▶ What you have to do: Rewrite the part of the material that opens with the line containing "Mark every instance of the toddler with" and runs through the end of the material, putting "downspout" in place of "drainpipe" and keeping everything else the same. Leave the pictures out of your answer.

▶ Given records:
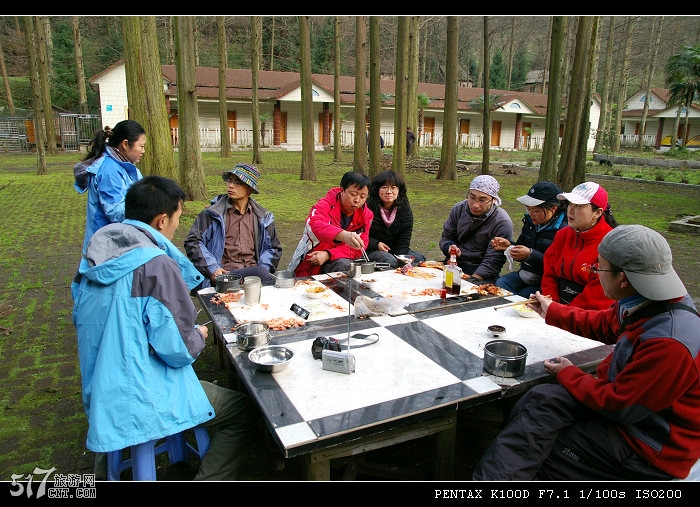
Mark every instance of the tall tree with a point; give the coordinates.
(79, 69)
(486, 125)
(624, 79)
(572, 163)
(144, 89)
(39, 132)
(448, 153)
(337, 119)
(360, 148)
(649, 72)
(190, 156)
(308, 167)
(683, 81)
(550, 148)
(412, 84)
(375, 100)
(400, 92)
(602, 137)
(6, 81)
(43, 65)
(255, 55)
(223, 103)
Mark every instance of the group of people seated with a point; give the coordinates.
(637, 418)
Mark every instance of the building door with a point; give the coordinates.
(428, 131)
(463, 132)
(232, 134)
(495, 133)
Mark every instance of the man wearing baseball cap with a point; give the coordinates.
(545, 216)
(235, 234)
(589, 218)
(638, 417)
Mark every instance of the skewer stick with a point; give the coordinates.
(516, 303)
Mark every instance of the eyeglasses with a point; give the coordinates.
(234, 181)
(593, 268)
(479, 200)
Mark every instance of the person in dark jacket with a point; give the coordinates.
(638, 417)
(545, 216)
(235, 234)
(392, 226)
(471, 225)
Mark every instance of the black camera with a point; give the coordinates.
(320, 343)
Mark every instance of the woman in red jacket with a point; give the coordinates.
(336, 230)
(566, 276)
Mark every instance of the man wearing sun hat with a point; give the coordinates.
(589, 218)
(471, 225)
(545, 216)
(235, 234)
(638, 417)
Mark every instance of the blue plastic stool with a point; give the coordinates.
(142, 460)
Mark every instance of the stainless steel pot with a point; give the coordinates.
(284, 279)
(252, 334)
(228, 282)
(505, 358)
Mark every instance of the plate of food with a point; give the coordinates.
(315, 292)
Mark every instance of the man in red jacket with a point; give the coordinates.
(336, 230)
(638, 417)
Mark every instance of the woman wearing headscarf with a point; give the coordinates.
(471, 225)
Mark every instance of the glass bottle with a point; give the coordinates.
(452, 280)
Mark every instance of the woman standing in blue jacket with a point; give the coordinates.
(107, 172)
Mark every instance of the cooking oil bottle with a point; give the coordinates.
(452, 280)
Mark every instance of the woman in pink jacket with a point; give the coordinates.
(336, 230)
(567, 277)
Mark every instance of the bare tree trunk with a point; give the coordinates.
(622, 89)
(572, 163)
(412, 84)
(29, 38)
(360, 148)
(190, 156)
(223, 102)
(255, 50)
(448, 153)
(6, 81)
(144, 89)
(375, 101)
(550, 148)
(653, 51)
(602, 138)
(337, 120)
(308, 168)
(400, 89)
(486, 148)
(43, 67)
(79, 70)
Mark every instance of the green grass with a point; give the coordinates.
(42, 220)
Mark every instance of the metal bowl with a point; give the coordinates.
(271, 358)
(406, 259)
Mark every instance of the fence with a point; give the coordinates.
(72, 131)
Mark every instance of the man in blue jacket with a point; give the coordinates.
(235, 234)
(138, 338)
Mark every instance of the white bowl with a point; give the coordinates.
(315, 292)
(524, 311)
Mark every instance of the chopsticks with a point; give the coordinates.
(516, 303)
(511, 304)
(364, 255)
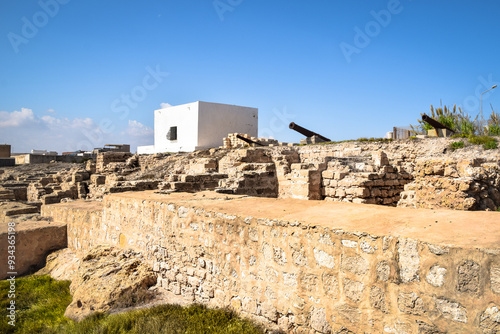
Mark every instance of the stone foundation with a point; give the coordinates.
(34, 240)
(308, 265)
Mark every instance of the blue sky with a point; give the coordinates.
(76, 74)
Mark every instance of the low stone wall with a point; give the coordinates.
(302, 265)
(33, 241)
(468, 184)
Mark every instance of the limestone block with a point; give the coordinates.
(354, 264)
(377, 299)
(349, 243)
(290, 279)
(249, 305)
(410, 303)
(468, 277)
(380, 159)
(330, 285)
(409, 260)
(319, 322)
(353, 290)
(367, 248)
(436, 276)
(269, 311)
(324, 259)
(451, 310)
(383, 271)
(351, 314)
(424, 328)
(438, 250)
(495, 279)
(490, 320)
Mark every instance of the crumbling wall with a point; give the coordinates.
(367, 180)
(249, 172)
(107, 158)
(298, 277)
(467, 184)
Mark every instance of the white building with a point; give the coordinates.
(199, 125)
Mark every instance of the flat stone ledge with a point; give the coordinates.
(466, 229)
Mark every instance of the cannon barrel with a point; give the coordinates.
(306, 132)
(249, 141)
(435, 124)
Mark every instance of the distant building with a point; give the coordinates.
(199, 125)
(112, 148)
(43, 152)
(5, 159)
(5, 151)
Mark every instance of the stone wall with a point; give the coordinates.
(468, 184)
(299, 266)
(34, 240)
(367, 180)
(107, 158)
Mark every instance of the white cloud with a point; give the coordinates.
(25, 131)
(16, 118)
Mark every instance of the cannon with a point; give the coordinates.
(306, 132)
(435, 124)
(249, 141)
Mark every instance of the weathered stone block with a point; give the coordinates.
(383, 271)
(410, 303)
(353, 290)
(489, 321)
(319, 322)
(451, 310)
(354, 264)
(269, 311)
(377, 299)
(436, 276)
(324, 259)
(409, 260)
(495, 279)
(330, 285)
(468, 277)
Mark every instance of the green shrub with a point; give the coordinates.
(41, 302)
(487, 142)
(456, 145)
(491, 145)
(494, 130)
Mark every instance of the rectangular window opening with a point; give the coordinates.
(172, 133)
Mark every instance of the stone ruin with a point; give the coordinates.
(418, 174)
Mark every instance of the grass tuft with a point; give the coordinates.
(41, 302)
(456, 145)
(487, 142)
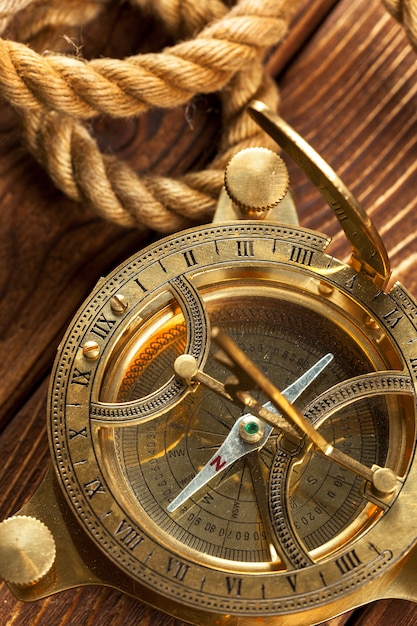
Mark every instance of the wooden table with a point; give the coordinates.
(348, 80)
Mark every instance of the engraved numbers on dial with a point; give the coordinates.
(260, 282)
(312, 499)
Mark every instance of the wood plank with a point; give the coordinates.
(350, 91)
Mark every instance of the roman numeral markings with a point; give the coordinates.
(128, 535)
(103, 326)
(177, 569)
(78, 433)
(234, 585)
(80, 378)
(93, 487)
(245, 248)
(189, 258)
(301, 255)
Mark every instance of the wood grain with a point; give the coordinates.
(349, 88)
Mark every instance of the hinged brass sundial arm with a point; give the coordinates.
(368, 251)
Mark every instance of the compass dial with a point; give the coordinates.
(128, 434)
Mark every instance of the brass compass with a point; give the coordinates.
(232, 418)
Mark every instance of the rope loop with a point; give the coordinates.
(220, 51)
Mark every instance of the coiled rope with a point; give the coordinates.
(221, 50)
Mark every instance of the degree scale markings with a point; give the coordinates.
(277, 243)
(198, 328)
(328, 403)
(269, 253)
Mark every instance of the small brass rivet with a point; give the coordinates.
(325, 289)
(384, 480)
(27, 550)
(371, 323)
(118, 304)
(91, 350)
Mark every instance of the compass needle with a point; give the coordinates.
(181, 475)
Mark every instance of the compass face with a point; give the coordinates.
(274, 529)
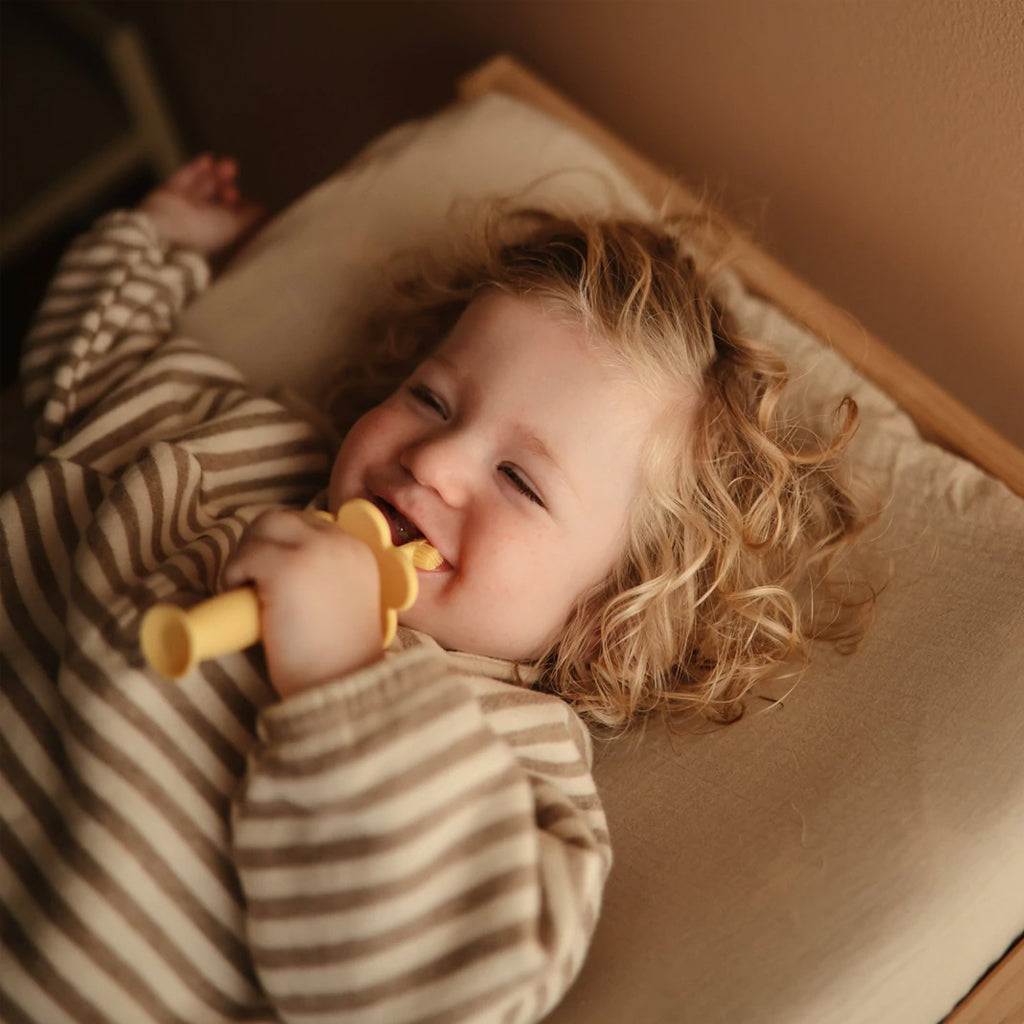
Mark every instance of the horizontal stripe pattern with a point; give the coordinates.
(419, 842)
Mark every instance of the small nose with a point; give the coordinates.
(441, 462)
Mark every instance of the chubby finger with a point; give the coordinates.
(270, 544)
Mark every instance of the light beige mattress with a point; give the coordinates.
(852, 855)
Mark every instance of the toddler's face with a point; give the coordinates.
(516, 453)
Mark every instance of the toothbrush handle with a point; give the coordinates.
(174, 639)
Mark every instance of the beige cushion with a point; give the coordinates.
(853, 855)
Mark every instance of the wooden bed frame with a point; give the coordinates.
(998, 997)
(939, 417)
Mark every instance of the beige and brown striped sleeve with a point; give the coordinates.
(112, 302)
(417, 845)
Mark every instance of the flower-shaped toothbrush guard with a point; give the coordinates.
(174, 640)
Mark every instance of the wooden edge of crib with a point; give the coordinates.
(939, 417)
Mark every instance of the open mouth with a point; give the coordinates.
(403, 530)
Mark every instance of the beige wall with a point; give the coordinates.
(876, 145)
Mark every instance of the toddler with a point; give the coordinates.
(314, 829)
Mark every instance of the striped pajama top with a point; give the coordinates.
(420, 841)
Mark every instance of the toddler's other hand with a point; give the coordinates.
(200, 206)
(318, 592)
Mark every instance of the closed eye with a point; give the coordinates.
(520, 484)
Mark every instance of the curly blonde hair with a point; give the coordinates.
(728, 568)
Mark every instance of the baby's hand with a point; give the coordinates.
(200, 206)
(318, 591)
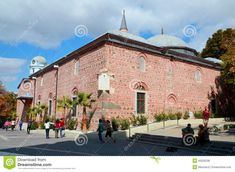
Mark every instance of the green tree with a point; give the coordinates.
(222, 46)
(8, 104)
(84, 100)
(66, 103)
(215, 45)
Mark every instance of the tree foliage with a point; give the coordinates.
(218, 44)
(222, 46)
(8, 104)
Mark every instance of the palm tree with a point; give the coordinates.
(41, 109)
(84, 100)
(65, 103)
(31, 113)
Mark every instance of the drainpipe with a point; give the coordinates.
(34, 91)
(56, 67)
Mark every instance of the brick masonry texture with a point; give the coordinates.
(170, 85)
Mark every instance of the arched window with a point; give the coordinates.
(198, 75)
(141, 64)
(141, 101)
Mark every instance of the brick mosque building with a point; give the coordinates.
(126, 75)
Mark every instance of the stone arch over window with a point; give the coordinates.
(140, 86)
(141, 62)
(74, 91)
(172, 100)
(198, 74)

▶ Output:
Mark every instance of the toddler with a point; give the coordinates.
(314, 829)
Mark every instance of the striped pajama top with a point; give the coordinates.
(420, 841)
Mark every instance of the toddler's other hand with a point; give the coordinates.
(200, 206)
(318, 592)
Mark every instance of the closed eye with a point; give the coordinates.
(520, 484)
Mark every instance of the curly blonde hair with a point; give the coordinates.
(728, 568)
Mark every instance of the baby's hand with a point; give the coordinates.
(200, 206)
(318, 591)
Mark every instance of the green tree with a point; give the coordinates.
(222, 46)
(8, 104)
(84, 100)
(66, 103)
(215, 45)
Mark every instance of the tree foliage with a point; give the coordinates.
(218, 44)
(222, 46)
(8, 104)
Mark every instance of the palm tree with a point; give the coordinates.
(41, 109)
(84, 100)
(65, 103)
(31, 113)
Mark every instance of the downspout with a point; give the coordinates.
(34, 91)
(56, 67)
Mark every instance of the brick masonry texture with a point; give the coordinates.
(170, 85)
Mark every instance of the arched window with a point; give the coordinates.
(198, 75)
(141, 64)
(141, 101)
Mark every instance of the brick mosque building with a point; give the coordinates.
(126, 75)
Mark every instance of the stone arch over window with a point; give the coordinates.
(140, 86)
(141, 62)
(74, 91)
(172, 100)
(198, 74)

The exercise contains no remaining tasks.